◆ **Excerpts from point annotation data**
# # # # #

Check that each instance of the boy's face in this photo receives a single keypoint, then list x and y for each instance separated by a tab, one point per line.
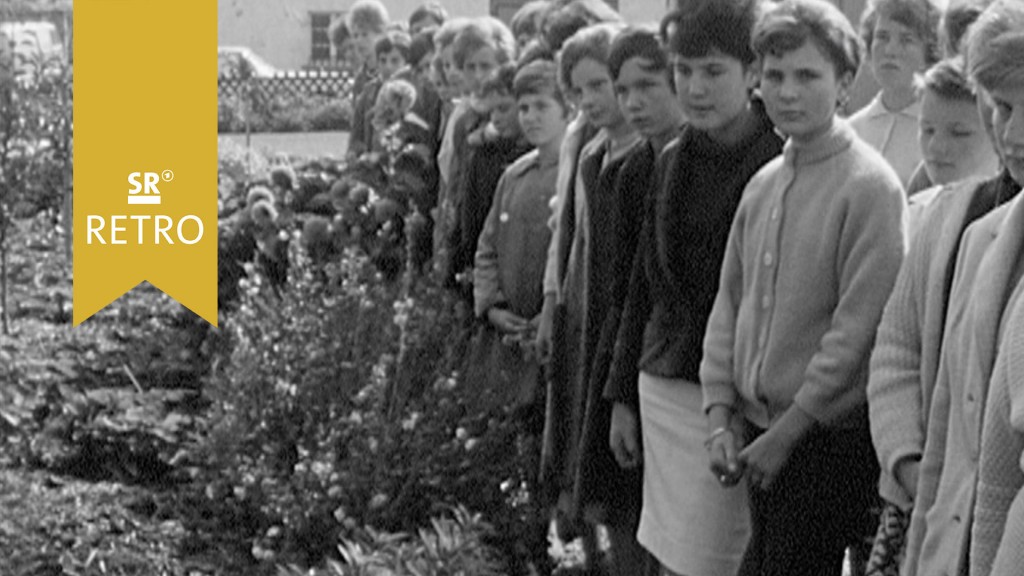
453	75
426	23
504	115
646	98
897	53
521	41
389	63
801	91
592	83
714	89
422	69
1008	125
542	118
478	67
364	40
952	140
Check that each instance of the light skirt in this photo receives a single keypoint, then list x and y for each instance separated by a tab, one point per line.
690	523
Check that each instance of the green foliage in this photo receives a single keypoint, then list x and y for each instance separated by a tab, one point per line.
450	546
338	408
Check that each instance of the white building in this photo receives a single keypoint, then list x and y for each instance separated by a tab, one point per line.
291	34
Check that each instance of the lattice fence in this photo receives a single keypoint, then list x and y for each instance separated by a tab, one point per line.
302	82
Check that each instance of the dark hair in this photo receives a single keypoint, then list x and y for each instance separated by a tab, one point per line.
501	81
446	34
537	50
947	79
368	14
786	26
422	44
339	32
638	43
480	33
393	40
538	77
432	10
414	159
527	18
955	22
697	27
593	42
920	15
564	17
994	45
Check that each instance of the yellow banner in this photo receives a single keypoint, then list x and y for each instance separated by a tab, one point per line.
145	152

# # # # #

◆ **REQUIRED TASK**
Reproduce all entries exactly. Pictures do not belong in the copy.

◆ **ANSWER TO THE PROBLEM**
Check that each instance of the boy's face in this photo receives a single keypoint, then list x and y for each instance separated by a tab, one point per line.
453	75
426	23
504	115
646	98
897	53
521	41
389	63
801	91
592	83
714	89
422	69
1008	125
542	118
478	67
364	40
952	140
Check that each instance of the light skirt in this photo receives a single keypoint, then list x and y for each instance separated by a tab, one point per line.
690	523
Check that each instance of the green foliage in this photo receives a single keypoint, then list x and y for each instance separated by a tab, one point per line.
450	546
338	408
Check that each instance of the white building in this photo receives a single keypoint, then list x and y for each instance separated by a tab, one point per line.
291	34
Check that each instance of the lattice fence in this photo receives a single keypoint, then list x and y for each instance separated by a tab, one point per line.
302	82
Check that each instance of the dark hair in this photo receives a single keypoint, then list x and y for each instance separated by a tab, one point per line.
501	81
446	34
537	50
947	79
368	14
786	26
422	44
339	32
638	43
480	33
393	40
538	77
432	10
414	159
527	18
955	22
697	27
593	42
920	15
564	17
994	45
Check that each instance of the yellow banner in this photo receives a single keypoint, then list x and y for each instance separated by a tab, one point per line.
145	152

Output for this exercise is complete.